#### [WHAT IS BEING ASKED]
Begin at the line that has "[indicate] gravel bed" and stop after the last line of the data. Rewrite every one of those lines, shifting each coordinate up by 3.

═══

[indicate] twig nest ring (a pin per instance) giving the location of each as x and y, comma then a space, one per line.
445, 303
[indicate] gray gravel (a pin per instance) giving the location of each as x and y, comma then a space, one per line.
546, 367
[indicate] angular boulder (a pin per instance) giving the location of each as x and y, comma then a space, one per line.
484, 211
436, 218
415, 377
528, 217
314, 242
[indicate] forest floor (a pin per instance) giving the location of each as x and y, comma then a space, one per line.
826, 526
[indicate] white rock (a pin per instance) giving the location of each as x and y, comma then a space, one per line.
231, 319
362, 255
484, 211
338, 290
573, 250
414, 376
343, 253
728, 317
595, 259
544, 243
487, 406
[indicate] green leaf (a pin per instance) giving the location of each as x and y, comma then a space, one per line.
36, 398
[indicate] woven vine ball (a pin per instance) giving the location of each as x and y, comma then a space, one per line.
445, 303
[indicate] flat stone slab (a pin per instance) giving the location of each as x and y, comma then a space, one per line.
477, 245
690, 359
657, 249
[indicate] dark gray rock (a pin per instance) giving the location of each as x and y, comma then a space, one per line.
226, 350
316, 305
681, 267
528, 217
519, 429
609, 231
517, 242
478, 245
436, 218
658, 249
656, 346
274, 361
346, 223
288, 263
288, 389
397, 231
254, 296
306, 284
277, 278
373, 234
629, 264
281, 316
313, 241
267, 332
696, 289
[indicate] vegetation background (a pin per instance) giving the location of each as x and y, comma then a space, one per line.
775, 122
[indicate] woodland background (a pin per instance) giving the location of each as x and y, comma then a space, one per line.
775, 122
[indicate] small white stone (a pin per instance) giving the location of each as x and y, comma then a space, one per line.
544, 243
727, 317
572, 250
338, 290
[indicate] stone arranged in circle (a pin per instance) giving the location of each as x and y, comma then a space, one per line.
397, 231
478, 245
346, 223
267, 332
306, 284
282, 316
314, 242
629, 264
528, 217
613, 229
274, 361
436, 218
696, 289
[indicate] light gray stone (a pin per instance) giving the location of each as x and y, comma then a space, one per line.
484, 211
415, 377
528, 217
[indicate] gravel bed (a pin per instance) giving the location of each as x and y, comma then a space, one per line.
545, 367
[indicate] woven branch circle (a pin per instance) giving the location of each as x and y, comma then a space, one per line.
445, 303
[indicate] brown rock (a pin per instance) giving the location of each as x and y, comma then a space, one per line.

═══

#### [RESPONSE TO THE EXERCISE]
[indicate] gravel bed (a pin per instance) giving the location of each as x and y, comma then a space, one per line.
548, 370
[indicate] woven branch circle (a pin per instance) giving the location of each as x and y, comma then a space, one per line.
448, 306
[indicate] brown rock (a pin per instance) giving the location of each as x and y, comma then a space, one per line.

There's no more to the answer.